• **The task**
Collect every line below that contains the word "green", and copy each one unchanged.

• **Input for this task**
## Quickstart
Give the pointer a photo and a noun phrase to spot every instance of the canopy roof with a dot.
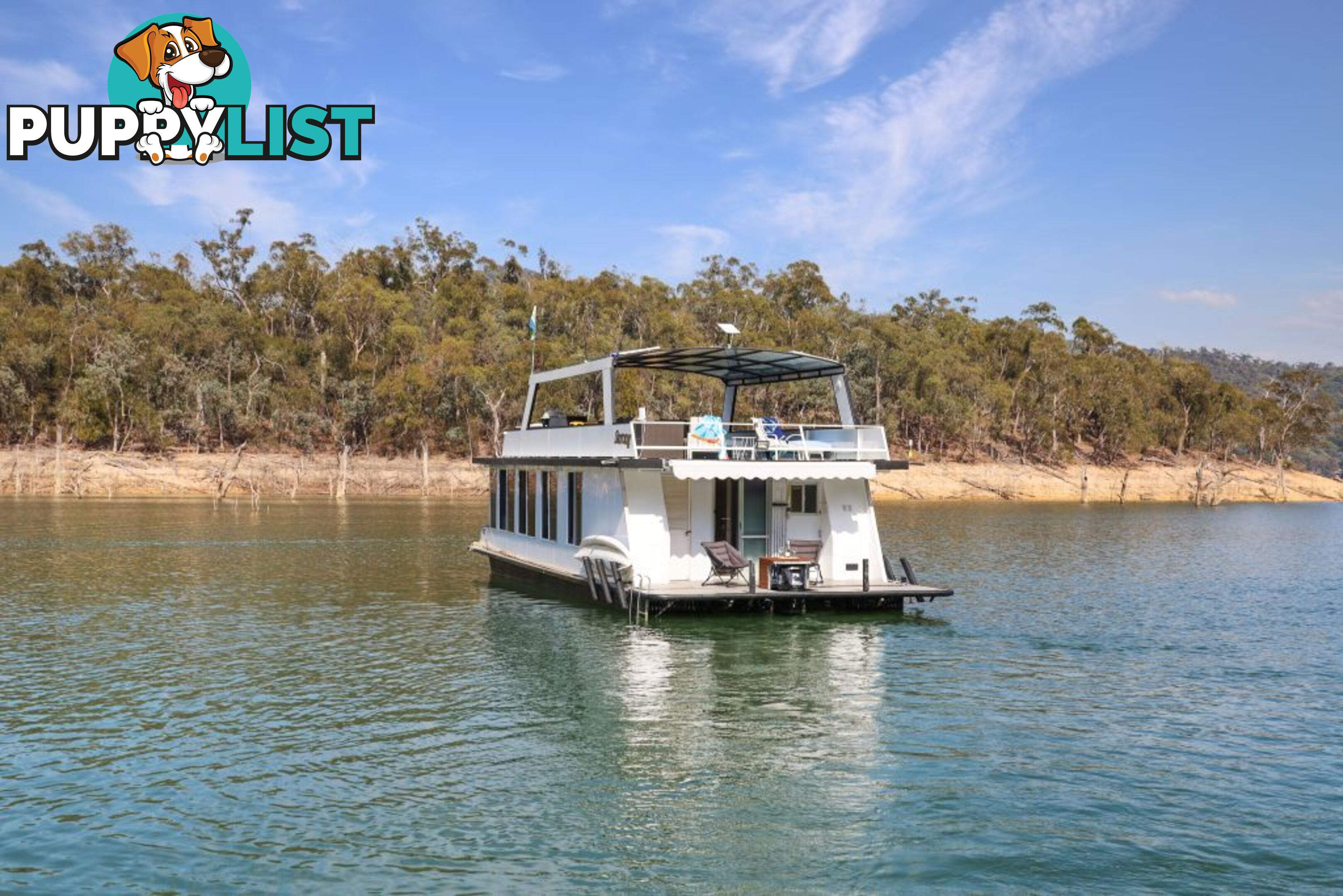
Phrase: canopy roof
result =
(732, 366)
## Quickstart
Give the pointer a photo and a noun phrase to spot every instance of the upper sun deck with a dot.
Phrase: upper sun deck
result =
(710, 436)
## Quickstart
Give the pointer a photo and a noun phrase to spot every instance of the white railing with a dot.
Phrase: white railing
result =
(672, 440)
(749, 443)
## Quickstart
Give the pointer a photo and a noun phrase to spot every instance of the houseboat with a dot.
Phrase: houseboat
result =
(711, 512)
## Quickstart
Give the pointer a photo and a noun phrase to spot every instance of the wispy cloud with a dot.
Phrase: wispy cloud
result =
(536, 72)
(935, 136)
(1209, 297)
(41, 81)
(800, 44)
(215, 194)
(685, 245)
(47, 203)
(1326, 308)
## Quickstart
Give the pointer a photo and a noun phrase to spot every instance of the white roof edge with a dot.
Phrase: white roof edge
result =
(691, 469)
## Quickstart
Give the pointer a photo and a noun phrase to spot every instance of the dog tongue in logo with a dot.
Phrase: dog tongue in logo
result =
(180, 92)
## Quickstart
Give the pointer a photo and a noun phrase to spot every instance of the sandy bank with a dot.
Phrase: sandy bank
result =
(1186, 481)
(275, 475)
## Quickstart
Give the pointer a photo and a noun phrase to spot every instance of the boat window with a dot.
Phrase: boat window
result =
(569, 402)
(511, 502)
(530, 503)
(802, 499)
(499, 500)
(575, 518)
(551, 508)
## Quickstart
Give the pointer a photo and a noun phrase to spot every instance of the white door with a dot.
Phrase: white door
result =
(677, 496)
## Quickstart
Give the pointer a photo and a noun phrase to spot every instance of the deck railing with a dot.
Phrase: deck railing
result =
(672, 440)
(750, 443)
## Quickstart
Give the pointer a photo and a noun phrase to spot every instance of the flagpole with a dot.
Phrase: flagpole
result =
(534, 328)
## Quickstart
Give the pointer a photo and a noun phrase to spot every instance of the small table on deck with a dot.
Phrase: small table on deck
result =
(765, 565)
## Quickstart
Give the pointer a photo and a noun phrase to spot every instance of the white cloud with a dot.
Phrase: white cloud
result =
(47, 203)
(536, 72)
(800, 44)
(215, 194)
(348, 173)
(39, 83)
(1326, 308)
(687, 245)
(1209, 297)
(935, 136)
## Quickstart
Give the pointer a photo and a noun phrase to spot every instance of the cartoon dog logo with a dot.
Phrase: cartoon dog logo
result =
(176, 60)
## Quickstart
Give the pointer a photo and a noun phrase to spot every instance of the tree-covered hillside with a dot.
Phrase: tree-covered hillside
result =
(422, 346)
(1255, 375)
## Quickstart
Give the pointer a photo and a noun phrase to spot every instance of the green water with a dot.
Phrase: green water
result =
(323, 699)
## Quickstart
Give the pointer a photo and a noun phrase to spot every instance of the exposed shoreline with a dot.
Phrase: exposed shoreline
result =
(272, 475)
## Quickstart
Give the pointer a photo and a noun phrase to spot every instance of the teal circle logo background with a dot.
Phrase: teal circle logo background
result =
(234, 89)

• **Result for this exercise**
Give the pointer a photo and a noun phrase to spot every instance of the green water with a dot.
Phrase: green water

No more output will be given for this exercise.